Passage

· · · · ·

Heritage food like this brings back so many memories, retains such a rich culture, and always has a story behind it.


How old were you when you started cooking: I started cooking at 13 years old – home economics classes at school brainwashed me! Well, in a good way.

Personal wish related to cooking: I wish that one day I can use what I know in the kitchen to help others, and to show others that making delicious home-cooked food can be quick, easy, and a whole lot of fun!

Sharon Lam  , Counsellor by day, Kitchen whisperer @ Delishar by night.


The safe and comfort of home – this is the heart-warming feeling I get whenever I think of steamed pork with salted fish.

My late grandfather is my inspiration for this recipe, one of his most common Cantonese dishes. I remember with fondness that rhythmic pounding of his Chinese cleavers against the butcher board while he manually minced the slab of pork shoulder. I would stand at the doorway of the kitchen and watch in fascination as he prepare dinner for the family.

As soon as that familiar smell of the pungent yet aromatic salted fish made its way down the hallway, the family would start setting the table in preparation for dinner. It was as if the aroma was silently announcing that dinner was almost ready.

My maternal grandparents were both Cantonese. My grandfather was from Guangdong, China. He came to Singapore at a tender age of nine, in hope that he would find opportunities and have a better chance of success in life. He lived with my great-grandaunt, who was working as a servant for a Caucasian family. He found a job at a glass factory and stayed on to learn the trade.

He was introduced to my grandmother, whom in her own words “wanted nothing to do with him”, but my grandfather was persistent and won her heart. They dated for a year before getting married, and had 7 children – 4 boys and 3 girls. My grandfather had a career switch, and became a seaman in order to provide for the family. It was onboard the ship that he honed his culinary skills, as he worked his way up from a repair guy to a cook, and finally the captain of the ship.

He made enough money to buy a bungalow where all his children and grandchildren lived under one roof until they were able to afford a place of their own. My grandfather sold the bungalow when he was ill-stricken with cancer. Most of my aunties, uncles, and my cousins then moved out, leaving six of us to share an HDB. I witnessed cancer slowly consuming my sick grandfather, but never once did we hear him complain or whine.

He went on with life as positively, and as normal as he could. I remember looking forward to going home after school, longing for my grandfather’s home-cooked lunch. Walking into the house and being greeted by that familiar smell of his steamed pork with salted fish, had never failed to put a smile on my face.

After the passing of my grandfather when I was 12 years old, I hardly ate this dish anymore as it was not something that I could find at the hawkers or food centres. While at some places, I might be able to find similar dish like the steamed pork with salted egg, it just did not satisfy that emotional craving of home. The solution was to learn to recreate this dish from my aunt, and through many kitchen trials, I finally acquired the closest taste and texture to that of my grandfather’s cooking.

Heritage food like this brings back so many memories, retains such a rich culture, and always has a story behind it. I am grateful to be able to recreate food that not only nurtures the body, but also feeds the mind and soul.

· · · · ·

Supplied material

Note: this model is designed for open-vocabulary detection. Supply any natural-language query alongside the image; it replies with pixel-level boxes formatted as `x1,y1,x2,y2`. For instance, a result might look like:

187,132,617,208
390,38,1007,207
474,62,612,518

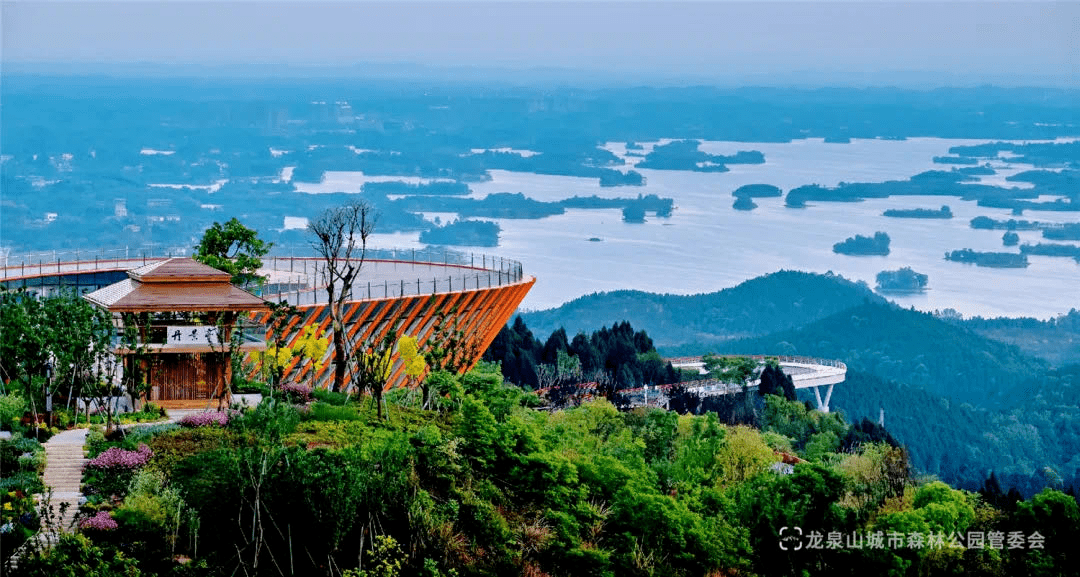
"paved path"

· · · · ·

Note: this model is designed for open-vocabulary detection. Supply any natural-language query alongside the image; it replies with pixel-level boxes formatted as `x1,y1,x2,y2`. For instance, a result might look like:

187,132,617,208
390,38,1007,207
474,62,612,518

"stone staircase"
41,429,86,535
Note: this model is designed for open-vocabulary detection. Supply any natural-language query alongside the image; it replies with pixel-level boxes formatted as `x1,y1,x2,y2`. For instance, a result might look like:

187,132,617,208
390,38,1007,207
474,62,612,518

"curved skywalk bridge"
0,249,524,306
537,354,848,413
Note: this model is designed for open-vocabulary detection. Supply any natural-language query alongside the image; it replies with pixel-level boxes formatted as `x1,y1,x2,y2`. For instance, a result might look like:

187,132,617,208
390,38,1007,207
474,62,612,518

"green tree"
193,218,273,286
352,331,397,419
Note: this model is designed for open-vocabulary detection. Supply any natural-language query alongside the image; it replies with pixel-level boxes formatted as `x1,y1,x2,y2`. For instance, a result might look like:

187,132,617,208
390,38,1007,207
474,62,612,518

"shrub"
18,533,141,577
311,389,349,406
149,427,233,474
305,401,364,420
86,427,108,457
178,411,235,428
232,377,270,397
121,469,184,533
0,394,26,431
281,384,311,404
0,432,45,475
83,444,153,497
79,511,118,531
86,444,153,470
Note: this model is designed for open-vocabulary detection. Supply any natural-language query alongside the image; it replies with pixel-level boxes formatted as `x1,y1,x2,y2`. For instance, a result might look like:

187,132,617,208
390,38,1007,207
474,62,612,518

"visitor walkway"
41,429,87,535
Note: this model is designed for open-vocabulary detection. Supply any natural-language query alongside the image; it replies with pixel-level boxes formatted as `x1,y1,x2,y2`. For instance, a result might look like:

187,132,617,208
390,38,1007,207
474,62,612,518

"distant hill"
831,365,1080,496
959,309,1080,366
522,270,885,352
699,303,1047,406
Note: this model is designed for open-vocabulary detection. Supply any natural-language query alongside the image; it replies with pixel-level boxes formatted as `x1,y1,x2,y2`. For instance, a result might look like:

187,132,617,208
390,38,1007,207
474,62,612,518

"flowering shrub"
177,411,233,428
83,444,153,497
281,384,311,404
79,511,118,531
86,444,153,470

· · · · ·

Required actions
• A. In the passage about steamed pork with salted fish, turn the paragraph beginning "My maternal grandparents were both Cantonese" into a short list that keeps its main facts.
• B. Duplicate word for word the part of the passage about steamed pork with salted fish starting at "Personal wish related" and ending at "dinner for the family.".
The listing has nothing to do with the passage about steamed pork with salted fish.

List of answers
• A.
- Both maternal grandparents were Cantonese.
- The grandfather came from Guangdong, China, to Singapore at age nine, hoping for opportunities and a better chance of success.
- He lived with the writer's great-grandaunt, a servant for a Caucasian family.
- He got a job at a glass factory and stayed on to learn the trade.

• B.
Personal wish related to cooking: I wish that one day I can use what I know in the kitchen to help others, and to show others that making delicious home-cooked food can be quick, easy, and a whole lot of fun!

Sharon Lam  , Counsellor by day, Kitchen whisperer @ Delishar by night.


The safe and comfort of home – this is the heart-warming feeling I get whenever I think of steamed pork with salted fish.

My late grandfather is my inspiration for this recipe, one of his most common Cantonese dishes. I remember with fondness that rhythmic pounding of his Chinese cleavers against the butcher board while he manually minced the slab of pork shoulder. I would stand at the doorway of the kitchen and watch in fascination as he prepare dinner for the family.